Reading passage:

--------

UMAP-reduced 2D visualisations of the concatenated dense layers following the ‘shared info’ layer in M-TOPnet (see Figure 3 and a discussion in Sect. 5). Each panel shows the embedding space colour-coded by different parameters: from left to right, Mstar, SFR, Hα flux (upper panels) and redshift and Sérsic index (lower panels), which differentiates between star-forming galaxies (Sérsic index = 1) and quiescent galaxies (Sérsic index = 4).

We find that the embedding space under examination successfully encodes information on these quantities, as is evidenced by clear trends and separation of colours. This occurs even for quantities like line fluxes (we tested other lines besides Hα, finding similar results) and star-forming or quiescent classes that were not seen during training and for which the model has no prior knowledge. This suggests that the model is building this knowledge by encoding all the necessary information from the spectral data. This finding is particularly significant as it demonstrates that, while our model may still function as a black box, it is learning to encode physically meaningful and interpretable information about galaxy properties. By correctly organising galaxies in the embedding space according to their physical properties – even those not explicitly used in training – the model shows that it has developed a meaningful internal representation of the relationship between spectral features and galaxy characteristics. We note that the redshift trend in the embedding space appears to be less smooth compared to other quantities. This is likely a result of the discretised nature of the task, which introduces step-like transitions in the latent space and affects continuity; this is why we used a more perceptually uniform colour map to better highlight the organisation of the data.

These results collectively demonstrate that our method, in addition to being fast and accurate, is also interpretable. This further emphasises the potential of well-designed deep learning pipelines for galaxy spectral fitting. By providing not just accurate predictions but also insights into the underlying data structure and relationships, such methods can become powerful tools in advancing our understanding of galactic properties and evolution. Also, the latent space, beyond encoding physically meaningful information about galaxy properties, can also be utilised for outlier detection (see e.g. Liang et al. 2023).

5.4. Alignment with real data

A final crucial point of discussion concerns the likely possibility that the current version of M-TOPnet may not perform as well on real data as it does on the simulated data it has been trained on, despite the simulations being designed to best reproduce real data. This phenomenon is well-known in ML as a domain gap between a source domain (in our case, the simulations) and a target domain (in our case, the real data). Domain gaps can be triggered by unavoidable offsets between the source and target distributions and are amplified when the model strongly relies on features of the source domain that are different or not present in the target domain. Ideally, if labels were available for the target domain, one could re-train or fine-tune the model using them to build more general representations. However, the problem arises when there are no labels, or very few labels, for the target domain. For the MOONS data, using labels derived from real data would require processing through standard astronomical tools and therefore transfer the limitations and biases of those tools to our ML pipeline.

--------

Input:
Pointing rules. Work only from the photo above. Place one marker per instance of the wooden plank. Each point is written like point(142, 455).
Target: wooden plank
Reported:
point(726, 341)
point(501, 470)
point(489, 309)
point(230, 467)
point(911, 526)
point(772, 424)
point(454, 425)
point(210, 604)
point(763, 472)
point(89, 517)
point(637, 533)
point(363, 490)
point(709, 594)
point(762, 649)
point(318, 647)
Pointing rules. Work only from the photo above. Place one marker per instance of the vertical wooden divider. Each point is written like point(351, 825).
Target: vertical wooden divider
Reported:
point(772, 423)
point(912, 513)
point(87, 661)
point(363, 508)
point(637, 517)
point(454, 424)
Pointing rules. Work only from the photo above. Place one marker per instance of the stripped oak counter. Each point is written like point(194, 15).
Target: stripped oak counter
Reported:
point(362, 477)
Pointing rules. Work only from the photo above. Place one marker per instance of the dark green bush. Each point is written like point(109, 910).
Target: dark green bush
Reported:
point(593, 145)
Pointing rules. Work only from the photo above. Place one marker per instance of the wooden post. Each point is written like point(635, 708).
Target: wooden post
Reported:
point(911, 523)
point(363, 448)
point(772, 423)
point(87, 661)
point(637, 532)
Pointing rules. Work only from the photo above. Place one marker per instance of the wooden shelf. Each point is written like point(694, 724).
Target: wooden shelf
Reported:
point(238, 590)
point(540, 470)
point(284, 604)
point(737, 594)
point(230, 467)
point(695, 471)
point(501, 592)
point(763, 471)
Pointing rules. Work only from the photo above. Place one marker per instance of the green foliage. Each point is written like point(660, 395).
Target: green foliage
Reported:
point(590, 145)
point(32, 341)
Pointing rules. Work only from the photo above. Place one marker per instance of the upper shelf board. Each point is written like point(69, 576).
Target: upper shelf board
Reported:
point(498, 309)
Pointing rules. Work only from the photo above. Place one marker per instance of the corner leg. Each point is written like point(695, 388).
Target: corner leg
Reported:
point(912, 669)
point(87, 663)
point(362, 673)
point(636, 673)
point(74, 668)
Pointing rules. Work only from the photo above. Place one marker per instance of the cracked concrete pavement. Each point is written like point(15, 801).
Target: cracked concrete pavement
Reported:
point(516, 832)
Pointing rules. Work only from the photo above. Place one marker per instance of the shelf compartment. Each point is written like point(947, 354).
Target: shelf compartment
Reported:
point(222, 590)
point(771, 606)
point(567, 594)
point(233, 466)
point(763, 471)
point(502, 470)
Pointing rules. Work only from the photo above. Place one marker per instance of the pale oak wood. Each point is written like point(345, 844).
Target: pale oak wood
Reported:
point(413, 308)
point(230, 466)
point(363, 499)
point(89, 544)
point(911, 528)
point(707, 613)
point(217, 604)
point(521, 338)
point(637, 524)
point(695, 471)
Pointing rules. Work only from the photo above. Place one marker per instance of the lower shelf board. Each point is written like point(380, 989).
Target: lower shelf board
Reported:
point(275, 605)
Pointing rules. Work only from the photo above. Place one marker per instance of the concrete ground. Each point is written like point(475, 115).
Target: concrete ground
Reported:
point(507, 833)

--------

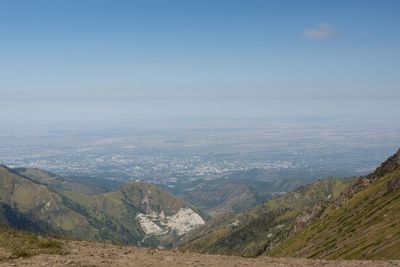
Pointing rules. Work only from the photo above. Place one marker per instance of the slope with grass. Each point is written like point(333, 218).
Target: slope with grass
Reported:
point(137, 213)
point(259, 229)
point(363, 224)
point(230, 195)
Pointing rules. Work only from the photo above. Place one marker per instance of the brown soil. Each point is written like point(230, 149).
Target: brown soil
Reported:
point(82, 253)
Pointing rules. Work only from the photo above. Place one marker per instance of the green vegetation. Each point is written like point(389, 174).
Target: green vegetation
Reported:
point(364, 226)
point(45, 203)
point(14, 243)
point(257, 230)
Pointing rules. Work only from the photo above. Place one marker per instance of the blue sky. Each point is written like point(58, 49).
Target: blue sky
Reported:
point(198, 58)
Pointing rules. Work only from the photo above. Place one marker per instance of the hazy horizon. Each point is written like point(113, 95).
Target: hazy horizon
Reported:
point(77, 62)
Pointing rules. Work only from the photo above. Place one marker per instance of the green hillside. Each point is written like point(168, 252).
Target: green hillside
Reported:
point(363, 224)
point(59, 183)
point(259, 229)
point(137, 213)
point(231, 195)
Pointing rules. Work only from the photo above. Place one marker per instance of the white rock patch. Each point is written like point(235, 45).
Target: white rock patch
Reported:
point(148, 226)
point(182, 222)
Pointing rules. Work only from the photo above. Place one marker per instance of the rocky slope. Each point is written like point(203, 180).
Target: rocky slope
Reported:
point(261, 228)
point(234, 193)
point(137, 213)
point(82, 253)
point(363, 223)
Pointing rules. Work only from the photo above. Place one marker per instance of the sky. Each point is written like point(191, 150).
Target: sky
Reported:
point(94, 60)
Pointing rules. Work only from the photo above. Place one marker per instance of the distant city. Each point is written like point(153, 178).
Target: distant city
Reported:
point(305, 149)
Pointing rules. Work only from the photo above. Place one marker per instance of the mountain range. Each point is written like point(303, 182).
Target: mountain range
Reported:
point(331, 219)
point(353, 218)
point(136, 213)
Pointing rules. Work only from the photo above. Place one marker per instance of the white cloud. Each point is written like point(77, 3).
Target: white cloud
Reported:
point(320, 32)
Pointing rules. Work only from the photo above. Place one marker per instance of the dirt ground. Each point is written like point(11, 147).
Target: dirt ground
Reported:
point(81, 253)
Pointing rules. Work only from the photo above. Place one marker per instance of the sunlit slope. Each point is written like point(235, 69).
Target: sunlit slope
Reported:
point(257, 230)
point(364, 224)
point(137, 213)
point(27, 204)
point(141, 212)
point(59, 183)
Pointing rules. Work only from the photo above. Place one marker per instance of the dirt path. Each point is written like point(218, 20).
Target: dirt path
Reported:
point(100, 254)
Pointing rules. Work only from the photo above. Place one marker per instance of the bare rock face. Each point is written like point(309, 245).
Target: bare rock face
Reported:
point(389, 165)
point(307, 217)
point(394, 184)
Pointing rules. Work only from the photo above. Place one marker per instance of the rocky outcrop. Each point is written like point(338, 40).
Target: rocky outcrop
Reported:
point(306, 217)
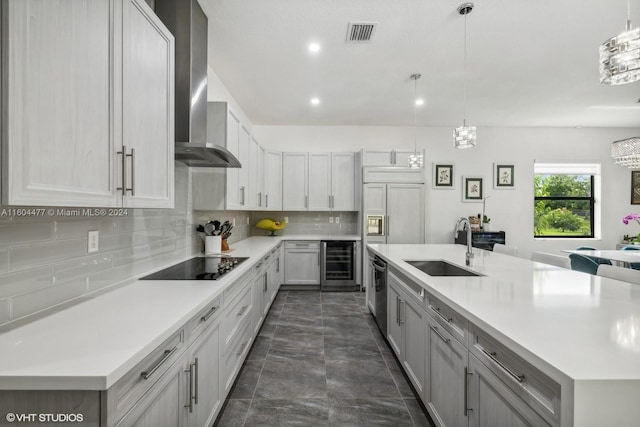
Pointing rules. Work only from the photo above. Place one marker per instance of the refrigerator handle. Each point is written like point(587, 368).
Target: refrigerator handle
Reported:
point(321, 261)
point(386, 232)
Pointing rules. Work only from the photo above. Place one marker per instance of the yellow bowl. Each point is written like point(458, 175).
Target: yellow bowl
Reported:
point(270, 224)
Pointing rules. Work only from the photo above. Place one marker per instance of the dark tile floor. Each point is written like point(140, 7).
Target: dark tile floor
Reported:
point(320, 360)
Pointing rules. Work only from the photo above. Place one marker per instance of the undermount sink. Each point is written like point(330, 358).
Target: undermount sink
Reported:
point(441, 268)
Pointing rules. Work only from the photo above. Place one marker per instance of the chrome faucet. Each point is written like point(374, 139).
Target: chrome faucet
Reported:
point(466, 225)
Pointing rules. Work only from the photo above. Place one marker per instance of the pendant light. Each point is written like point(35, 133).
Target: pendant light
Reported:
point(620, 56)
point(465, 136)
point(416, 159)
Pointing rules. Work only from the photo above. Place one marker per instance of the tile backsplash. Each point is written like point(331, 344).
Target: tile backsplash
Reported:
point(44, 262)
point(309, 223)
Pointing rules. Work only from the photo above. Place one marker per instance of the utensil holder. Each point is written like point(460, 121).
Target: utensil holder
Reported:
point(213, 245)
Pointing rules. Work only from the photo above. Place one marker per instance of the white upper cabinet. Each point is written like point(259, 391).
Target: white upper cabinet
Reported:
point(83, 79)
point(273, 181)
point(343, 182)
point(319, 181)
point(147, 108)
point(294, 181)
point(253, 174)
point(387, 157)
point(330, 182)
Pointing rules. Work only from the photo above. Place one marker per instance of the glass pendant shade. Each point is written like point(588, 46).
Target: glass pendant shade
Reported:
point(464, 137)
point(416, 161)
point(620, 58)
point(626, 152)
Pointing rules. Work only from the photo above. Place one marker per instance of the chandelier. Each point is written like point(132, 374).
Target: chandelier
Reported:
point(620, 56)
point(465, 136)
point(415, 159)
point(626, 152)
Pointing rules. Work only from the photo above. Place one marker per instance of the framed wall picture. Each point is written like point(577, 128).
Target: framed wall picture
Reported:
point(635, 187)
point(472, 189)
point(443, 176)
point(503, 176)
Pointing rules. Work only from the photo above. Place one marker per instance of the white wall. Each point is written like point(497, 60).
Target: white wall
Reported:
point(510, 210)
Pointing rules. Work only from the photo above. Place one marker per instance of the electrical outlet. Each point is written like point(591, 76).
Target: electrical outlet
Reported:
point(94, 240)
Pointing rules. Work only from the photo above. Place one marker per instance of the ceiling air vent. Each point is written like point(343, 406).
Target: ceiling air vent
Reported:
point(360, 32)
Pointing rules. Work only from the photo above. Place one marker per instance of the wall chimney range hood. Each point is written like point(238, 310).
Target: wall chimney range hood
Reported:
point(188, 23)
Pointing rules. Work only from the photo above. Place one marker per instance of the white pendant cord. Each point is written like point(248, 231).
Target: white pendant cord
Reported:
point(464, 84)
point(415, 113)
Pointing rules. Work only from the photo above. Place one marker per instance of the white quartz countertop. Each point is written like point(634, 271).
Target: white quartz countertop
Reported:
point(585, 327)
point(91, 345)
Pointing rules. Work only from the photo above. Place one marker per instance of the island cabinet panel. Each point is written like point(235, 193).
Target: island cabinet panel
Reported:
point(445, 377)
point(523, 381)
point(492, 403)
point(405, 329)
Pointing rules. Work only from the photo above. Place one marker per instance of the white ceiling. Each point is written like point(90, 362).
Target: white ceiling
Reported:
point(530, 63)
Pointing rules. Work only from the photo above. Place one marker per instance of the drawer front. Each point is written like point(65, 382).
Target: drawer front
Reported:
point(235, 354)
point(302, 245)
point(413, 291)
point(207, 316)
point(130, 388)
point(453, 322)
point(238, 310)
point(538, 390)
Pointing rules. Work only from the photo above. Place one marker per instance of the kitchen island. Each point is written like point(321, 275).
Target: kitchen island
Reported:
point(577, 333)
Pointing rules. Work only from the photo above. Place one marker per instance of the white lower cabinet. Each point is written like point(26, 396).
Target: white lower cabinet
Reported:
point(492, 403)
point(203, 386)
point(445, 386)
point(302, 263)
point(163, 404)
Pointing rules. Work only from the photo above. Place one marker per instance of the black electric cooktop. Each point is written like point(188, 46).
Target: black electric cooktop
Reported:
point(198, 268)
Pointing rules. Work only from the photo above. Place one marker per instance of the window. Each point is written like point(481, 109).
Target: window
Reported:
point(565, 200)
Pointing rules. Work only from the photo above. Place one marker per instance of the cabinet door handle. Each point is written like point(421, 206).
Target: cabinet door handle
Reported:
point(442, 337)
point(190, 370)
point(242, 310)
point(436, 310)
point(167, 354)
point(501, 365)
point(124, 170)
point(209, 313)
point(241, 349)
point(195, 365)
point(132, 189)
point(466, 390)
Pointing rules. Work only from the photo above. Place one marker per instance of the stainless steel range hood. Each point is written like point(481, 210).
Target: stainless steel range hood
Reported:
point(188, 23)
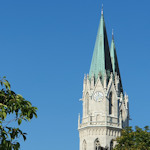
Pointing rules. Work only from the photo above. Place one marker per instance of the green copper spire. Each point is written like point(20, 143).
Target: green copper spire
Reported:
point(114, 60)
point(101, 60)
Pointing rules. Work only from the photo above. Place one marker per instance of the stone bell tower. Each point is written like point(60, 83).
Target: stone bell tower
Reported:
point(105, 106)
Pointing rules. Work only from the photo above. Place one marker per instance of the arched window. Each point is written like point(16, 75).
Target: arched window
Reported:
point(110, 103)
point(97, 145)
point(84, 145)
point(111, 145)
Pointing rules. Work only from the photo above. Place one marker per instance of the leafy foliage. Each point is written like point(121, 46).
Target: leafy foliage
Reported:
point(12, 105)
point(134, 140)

--------

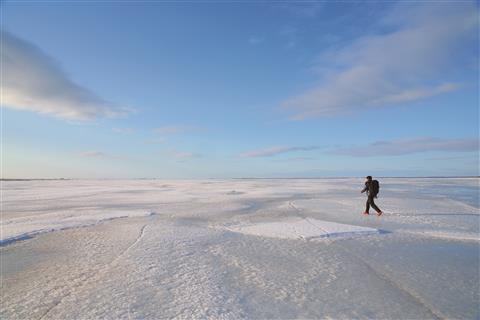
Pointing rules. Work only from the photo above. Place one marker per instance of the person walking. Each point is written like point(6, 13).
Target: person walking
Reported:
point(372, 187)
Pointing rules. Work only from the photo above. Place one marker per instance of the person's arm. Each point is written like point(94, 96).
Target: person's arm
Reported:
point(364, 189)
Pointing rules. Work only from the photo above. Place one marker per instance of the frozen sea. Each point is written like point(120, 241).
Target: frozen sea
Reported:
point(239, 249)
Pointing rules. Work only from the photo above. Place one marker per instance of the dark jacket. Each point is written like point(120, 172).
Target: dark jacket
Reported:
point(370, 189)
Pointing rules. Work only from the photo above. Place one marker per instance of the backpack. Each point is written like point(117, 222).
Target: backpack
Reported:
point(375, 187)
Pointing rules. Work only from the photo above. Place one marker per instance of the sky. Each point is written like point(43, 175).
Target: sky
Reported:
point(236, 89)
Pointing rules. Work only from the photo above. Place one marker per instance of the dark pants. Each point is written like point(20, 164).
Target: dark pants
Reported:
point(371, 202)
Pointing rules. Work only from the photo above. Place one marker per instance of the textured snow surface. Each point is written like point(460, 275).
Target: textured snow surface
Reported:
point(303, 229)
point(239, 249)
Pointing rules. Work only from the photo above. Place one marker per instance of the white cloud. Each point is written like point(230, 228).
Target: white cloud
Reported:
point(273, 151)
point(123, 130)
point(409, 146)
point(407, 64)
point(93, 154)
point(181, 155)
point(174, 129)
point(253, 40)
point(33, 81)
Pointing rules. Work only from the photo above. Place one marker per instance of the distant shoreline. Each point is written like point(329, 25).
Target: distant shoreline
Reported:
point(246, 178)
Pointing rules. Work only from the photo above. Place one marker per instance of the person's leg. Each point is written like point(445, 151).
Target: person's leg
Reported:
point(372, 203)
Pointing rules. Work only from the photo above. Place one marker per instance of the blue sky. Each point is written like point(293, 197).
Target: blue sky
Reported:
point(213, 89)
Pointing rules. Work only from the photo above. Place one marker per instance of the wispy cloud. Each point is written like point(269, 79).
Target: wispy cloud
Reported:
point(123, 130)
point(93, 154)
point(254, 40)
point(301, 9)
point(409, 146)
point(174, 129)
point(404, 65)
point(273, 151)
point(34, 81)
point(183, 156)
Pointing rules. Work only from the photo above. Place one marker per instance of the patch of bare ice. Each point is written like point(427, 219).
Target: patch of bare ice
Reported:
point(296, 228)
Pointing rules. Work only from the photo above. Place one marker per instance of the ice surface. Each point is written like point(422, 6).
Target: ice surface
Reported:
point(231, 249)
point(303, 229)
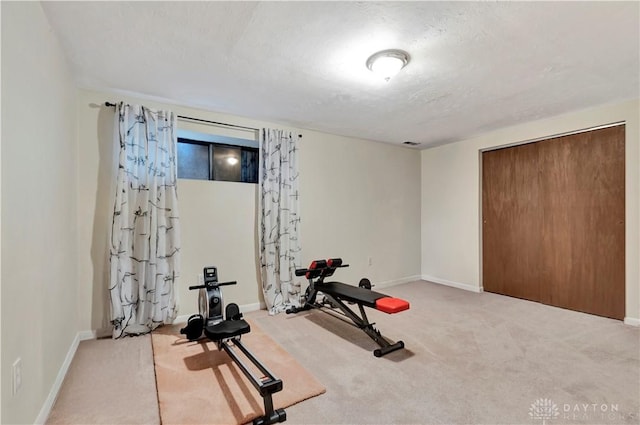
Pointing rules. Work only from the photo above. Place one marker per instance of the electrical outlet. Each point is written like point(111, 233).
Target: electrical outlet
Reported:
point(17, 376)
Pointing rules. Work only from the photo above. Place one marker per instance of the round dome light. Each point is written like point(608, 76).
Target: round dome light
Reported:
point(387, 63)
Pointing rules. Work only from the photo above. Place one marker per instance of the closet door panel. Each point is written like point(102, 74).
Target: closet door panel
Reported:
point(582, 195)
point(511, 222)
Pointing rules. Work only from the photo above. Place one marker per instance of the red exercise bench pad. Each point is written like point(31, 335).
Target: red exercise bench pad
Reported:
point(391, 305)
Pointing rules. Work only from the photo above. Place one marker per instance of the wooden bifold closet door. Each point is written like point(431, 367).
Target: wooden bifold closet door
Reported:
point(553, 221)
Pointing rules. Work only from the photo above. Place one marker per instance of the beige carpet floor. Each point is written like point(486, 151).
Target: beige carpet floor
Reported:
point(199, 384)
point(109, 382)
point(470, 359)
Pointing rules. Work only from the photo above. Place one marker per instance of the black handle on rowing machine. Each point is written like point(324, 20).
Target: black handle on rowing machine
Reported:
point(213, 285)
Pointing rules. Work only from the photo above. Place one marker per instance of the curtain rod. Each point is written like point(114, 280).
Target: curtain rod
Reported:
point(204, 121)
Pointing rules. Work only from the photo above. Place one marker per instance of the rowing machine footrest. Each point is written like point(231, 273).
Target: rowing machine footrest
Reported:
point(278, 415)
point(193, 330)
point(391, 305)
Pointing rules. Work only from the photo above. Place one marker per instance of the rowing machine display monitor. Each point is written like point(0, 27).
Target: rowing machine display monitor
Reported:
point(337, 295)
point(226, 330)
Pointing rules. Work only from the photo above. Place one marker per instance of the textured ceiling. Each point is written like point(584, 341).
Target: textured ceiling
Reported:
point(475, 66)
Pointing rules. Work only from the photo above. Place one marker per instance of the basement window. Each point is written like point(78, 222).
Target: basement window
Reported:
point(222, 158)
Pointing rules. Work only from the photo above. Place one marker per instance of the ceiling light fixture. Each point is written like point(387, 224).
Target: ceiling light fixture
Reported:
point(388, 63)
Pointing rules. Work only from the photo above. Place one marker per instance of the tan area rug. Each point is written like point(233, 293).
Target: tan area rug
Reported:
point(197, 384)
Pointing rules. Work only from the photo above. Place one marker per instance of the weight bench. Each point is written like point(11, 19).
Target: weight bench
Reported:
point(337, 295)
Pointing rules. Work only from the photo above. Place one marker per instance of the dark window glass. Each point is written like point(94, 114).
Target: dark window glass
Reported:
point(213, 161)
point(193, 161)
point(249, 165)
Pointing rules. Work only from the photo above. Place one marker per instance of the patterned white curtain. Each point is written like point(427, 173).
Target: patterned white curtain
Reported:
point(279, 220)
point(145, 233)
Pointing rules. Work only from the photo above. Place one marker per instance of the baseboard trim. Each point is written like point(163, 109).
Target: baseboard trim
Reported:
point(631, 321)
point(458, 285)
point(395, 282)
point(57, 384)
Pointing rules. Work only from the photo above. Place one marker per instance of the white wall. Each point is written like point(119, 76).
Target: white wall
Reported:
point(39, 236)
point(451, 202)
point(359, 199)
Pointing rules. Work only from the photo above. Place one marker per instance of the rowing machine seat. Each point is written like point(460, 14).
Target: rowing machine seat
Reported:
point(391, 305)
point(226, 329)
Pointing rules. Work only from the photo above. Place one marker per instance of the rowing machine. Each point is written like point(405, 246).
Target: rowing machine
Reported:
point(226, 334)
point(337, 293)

--------

Directives:
1. Decide whether each statement agrees with the passage on M-TOPnet: (a) the redshift trend in the embedding space looks smoother than the trends for the other quantities; (b) star-forming and quiescent classes were not seen during training; (c) the latent space can also be used for outlier detection. For each, answer yes or no and quote the words of the passage that settle it.
2. Convert the lines of the records into a JSON list of strings, one string per line and no blank lines. Start at the line containing "like point(389, 174)." and continue up to and including the line containing "point(198, 58)".
The text and the records are unrelated to each other.

Solutions by task:
1.
(a) No: "We note that the redshift trend in the embedding space appears to be less smooth compared to other quantities."
(b) Yes: "star-forming or quiescent classes that were not seen during training and for which the model has no prior knowledge"
(c) Yes: "the latent space, beyond encoding physically meaningful information about galaxy properties, can also be utilised for outlier detection"

2.
[
  "Pointing rules. Work only from the photo above. Place one marker per instance of the green vegetation. Each point is written like point(389, 174).",
  "Target: green vegetation",
  "Reported:",
  "point(364, 226)",
  "point(45, 203)",
  "point(14, 243)",
  "point(257, 230)",
  "Pointing rules. Work only from the photo above. Place one marker per instance of the blue sky. Each point is written like point(58, 49).",
  "Target: blue sky",
  "Reported:",
  "point(198, 58)"
]